**To be done**
- a) In the commentary on France and the Lebanon below, list every single country that is named as a noun. Leave out adjectives such as "French" and groups of countries such as "the Low Countries."
- b) Quote, word for word, the part of the rows below that opens with the line containing "instance of trekking" and closes with the line containing "left=0, top=257, right=228, bottom=313", both lines included.

**Text excerpt**
:::::

Events are moving rapidly, but it seems likely that, while the call from Algiers will not be followed, the challenge from Algiers will force a drastic change in the French constitution, creating an irresistible movement for a break with the political game as it has been played in the Chamber ever since 1944. The crisis reaches far beyond the Algerian question, because any radical change must affect the whole future of Little Europe, and the close partnership projected with parliamentary Germany and Italy and the parliamentary Low Countries. In the Middle East
The rioting in the Lebanon cannot be looked upon as a flash in the pan, an outburst provoked by the decision of President Chamoun to change rules which he was himself so largely instrumental in making and to stand for a second six-year term as President. What is being challenged is much more fundamental, the separate political existence of the Lebanon, which is an inheritance from the time when the French created this State to separate the Christian Arabs and save them from being swamped in the Moslem majority of Syria. The Christian Arabs are Arabs as well as Christians, and are just as implacably opposed to the attempt to' establish the State of Israel in their midst as their Moslem fellow-citizens. They have to be as emphatic on this issue as any other Arabs, because they are suspected of being more favourably inclined to the West, and particularly to France.

:::::

**Information given**

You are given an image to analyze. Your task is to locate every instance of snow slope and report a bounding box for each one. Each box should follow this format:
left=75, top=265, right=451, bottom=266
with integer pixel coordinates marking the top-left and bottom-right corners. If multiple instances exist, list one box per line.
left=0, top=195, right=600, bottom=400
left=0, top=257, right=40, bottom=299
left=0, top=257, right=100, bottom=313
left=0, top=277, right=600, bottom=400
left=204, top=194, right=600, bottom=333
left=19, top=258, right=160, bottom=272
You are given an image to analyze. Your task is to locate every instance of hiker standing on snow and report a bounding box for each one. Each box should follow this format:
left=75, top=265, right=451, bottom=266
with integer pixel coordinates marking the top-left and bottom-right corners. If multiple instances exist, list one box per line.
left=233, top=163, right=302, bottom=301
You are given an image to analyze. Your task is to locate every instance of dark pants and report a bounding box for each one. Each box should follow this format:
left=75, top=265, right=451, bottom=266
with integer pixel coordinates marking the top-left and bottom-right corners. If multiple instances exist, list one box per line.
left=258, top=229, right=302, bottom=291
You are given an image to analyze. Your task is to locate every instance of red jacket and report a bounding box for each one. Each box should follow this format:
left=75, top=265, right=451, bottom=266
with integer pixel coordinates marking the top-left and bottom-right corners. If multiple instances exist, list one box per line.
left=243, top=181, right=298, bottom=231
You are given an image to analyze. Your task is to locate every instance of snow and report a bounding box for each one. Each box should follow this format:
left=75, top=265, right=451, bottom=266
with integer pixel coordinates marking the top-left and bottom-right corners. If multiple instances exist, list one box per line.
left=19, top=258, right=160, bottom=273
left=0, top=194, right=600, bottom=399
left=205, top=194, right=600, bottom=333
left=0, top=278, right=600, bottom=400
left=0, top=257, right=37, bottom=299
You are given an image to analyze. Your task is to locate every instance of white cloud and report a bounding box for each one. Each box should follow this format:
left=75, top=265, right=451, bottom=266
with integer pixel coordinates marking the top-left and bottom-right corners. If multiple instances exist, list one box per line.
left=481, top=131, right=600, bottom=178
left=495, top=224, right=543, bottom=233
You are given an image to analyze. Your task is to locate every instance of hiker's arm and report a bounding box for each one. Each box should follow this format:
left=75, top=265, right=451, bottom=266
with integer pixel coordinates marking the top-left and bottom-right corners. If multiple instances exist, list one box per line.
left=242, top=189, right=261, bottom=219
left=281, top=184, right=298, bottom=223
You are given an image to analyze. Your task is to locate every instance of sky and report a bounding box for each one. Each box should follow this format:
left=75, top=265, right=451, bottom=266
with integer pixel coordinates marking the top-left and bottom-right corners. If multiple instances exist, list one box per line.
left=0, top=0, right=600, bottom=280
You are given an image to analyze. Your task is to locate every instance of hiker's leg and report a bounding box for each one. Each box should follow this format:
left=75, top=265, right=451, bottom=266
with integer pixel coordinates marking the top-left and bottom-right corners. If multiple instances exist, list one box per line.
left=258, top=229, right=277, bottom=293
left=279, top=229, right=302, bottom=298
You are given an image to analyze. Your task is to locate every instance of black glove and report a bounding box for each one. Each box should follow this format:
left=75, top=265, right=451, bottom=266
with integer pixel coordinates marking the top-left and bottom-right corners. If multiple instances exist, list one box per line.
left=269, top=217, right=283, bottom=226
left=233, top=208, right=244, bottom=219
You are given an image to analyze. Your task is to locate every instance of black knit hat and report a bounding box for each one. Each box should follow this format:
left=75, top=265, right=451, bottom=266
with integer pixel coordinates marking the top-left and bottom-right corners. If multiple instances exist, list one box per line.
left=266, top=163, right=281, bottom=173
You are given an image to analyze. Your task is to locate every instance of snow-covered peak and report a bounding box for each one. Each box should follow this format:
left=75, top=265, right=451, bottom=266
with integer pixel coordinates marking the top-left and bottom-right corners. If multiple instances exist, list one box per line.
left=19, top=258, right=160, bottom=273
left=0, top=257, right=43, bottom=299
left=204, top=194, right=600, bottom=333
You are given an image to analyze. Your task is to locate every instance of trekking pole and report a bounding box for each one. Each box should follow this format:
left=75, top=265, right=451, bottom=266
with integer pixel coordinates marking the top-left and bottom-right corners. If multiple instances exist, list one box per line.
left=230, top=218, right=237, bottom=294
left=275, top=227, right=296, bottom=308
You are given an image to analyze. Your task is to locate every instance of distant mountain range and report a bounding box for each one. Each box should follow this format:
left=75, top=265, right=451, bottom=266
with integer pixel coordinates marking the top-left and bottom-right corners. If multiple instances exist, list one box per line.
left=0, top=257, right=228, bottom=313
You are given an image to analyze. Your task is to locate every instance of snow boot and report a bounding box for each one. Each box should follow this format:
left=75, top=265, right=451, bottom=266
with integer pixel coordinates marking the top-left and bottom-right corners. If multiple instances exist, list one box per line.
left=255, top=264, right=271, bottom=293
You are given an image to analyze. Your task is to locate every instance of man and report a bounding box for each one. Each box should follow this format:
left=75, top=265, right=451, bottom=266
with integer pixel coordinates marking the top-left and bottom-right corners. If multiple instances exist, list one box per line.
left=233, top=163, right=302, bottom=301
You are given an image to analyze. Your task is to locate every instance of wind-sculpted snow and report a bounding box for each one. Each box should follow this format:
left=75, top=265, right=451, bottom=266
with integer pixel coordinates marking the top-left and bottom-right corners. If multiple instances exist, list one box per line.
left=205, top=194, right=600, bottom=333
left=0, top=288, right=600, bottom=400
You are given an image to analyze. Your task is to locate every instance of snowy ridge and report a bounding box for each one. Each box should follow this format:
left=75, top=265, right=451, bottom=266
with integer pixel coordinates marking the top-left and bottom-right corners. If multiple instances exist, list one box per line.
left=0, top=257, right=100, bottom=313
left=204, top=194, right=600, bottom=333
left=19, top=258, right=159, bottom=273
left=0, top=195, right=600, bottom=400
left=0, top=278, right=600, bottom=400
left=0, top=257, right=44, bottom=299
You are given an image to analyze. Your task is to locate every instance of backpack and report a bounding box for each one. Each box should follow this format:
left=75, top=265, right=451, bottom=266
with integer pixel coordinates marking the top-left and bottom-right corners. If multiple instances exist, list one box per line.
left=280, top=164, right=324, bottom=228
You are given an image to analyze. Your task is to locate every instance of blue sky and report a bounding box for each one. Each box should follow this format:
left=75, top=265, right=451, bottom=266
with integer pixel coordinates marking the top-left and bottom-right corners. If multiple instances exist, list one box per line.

:::::

**Results for the exercise**
- a) Germany, Italy, the Lebanon, Syria, Israel, France

- b)
You are given an image to analyze. Your task is to locate every instance of trekking pole and report a bounding box for each one. Each box should follow this format:
left=75, top=265, right=451, bottom=266
with integer pixel coordinates marking the top-left and bottom-right corners. If multiple instances exist, list one box per line.
left=230, top=218, right=237, bottom=294
left=275, top=227, right=296, bottom=308
You are given an image to analyze. Your task is to locate every instance of distant mountain range and report a bounding box for each one. Each box should follow this format:
left=75, top=265, right=451, bottom=266
with integer pixel coordinates marking the top-left and bottom-right corners. If multiple instances exist, list one box per line.
left=0, top=257, right=228, bottom=313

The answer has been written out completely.